| STATED GOAL |
Copy out the rows from the line containing "I need to find the roasted" through the end of the rows, inclusive, with "bounding box" changed to "enclosing box" and nothing else altered.
=====
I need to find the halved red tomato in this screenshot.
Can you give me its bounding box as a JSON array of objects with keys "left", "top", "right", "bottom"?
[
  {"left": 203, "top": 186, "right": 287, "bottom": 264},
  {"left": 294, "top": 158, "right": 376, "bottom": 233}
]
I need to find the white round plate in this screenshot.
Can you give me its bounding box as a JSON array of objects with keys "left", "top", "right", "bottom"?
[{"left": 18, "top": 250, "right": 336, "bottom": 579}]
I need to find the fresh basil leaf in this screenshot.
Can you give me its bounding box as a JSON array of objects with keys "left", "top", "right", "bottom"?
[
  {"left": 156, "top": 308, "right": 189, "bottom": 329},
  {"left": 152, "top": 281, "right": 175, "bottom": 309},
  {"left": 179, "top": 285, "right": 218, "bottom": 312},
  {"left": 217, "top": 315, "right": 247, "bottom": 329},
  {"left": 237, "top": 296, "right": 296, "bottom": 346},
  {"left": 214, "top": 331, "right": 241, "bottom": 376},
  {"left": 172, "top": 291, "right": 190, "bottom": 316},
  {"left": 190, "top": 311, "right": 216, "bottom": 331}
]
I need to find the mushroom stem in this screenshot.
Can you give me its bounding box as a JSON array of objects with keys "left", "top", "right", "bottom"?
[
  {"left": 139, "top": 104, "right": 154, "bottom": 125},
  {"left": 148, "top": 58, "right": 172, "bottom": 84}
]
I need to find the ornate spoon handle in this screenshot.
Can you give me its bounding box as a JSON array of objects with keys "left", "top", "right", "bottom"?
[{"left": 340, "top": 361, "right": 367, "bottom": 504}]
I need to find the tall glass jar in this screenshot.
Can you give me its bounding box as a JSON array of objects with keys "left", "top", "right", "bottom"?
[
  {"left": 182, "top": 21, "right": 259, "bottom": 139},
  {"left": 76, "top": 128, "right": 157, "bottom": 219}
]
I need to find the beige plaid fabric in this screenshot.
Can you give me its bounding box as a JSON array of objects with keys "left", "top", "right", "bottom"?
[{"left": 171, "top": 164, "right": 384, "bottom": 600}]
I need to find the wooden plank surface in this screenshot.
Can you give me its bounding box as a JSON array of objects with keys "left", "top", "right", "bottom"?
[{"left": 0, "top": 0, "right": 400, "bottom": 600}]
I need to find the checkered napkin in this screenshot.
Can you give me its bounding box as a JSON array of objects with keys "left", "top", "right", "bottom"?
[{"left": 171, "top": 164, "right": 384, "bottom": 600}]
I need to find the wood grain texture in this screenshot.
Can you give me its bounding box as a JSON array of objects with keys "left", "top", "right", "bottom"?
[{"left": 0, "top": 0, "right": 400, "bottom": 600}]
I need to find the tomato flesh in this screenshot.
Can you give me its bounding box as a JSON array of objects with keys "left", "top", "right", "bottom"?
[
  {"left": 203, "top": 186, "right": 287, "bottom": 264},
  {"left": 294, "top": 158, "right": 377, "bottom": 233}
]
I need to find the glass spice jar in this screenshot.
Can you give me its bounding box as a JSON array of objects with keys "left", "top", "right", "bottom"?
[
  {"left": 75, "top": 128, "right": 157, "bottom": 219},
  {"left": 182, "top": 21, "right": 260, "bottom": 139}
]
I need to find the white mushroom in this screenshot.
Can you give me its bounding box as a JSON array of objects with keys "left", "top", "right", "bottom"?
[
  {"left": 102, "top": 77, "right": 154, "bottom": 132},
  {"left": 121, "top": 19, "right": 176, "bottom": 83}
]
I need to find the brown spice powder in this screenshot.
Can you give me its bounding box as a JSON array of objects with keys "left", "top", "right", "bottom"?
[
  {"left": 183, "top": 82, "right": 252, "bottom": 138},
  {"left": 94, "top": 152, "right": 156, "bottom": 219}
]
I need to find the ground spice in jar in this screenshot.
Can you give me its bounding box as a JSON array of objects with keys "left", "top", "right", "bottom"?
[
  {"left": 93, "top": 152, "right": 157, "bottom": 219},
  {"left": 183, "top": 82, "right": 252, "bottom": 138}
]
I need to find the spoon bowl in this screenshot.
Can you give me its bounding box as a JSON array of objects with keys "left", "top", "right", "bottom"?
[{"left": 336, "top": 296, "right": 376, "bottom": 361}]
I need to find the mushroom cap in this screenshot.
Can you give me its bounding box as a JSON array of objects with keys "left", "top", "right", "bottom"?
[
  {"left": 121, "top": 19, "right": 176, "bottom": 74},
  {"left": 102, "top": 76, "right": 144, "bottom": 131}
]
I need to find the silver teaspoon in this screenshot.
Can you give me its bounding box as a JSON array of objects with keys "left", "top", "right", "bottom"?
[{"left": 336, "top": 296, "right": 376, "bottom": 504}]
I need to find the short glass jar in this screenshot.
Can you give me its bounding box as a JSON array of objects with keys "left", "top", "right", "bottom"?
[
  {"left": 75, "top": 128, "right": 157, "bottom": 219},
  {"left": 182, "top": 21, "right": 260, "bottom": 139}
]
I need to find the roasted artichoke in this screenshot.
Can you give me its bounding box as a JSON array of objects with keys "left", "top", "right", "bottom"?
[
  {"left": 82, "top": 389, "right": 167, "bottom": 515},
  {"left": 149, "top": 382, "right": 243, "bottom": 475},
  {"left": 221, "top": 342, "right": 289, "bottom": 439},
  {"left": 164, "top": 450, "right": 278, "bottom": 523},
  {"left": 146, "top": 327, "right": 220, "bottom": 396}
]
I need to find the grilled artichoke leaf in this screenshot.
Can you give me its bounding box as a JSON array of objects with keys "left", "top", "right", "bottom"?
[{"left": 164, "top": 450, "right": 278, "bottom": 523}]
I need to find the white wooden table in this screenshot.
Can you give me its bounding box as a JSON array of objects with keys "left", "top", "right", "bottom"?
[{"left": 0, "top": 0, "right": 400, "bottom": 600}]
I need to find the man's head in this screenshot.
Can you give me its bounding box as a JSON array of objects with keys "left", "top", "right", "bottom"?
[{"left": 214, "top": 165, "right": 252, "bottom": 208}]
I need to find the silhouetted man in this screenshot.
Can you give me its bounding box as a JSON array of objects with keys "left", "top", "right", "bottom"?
=====
| THE RESULT |
I need to find the roasted artichoke in this screenshot.
Can you give me its enclosing box as a JSON array of objects with keys "left", "top", "right", "bottom"?
[
  {"left": 82, "top": 389, "right": 167, "bottom": 515},
  {"left": 149, "top": 382, "right": 243, "bottom": 475},
  {"left": 221, "top": 342, "right": 289, "bottom": 439},
  {"left": 164, "top": 450, "right": 278, "bottom": 523},
  {"left": 146, "top": 327, "right": 220, "bottom": 396}
]
I need to find the grilled artichoke leaf in this screenshot.
Can you give me its enclosing box as a JSON array of objects with keys "left", "top", "right", "bottom"?
[{"left": 164, "top": 450, "right": 278, "bottom": 523}]
I need to find the white wooden table in this screenshot.
Can you give me its enclosing box as a JSON array of objects with keys "left", "top", "right", "bottom"?
[{"left": 0, "top": 0, "right": 400, "bottom": 600}]
I need to find the man's head in this screenshot.
Can you give me its enclosing box as a JSON array of objects with keys "left", "top", "right", "bottom"?
[{"left": 214, "top": 165, "right": 252, "bottom": 208}]
I need to find the silhouetted man in this screenshot.
Can you give me its enclosing box as a JSON array of objects with keys "left", "top", "right", "bottom"?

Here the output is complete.